→ STATED GOAL
Copy out every line in the items below that contains the word "each".

→ MATERIAL
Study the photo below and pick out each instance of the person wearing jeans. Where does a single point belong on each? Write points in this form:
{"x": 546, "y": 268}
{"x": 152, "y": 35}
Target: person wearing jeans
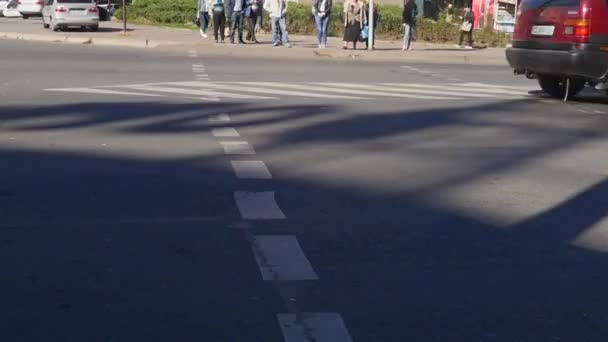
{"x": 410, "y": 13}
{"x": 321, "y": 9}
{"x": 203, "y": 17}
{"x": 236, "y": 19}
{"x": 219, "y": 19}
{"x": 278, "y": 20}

* * *

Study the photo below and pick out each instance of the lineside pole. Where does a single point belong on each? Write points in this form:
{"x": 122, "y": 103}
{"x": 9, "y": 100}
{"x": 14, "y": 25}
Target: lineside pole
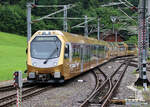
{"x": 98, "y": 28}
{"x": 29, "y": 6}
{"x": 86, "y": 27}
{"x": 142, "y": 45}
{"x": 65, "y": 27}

→ SOLUTION FOR THIS EXERCISE
Study the photo below and pick out each instance of the person wearing jeans. Where does a single point belong on each? Write points in this form:
Study the photo below and pick out each instance of the lineside pole. Where does a single point belong on each? Write points in this form:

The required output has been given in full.